Records for this exercise:
+-------+

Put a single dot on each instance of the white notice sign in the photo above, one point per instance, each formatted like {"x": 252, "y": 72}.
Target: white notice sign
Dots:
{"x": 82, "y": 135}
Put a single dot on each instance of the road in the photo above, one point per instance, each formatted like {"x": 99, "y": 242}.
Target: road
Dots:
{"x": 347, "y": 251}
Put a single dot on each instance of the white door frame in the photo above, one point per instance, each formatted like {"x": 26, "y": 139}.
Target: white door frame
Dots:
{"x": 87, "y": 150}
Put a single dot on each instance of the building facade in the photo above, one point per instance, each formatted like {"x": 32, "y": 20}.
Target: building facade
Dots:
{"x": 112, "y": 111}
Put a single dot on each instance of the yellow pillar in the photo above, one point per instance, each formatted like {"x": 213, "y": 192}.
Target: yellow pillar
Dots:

+-------+

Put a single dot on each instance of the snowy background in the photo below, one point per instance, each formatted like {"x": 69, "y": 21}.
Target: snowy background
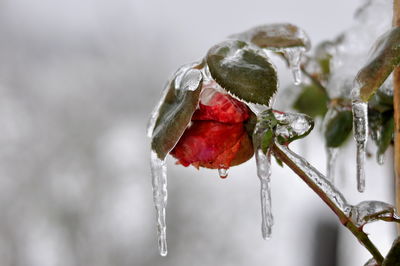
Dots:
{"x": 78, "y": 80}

+-------+

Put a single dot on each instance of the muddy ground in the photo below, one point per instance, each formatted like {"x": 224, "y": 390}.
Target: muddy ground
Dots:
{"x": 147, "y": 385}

+-------+

Given instruction: How many lines in the items above contain the string "background", with case taken into account? Reply with the number alone.

Completed task: 2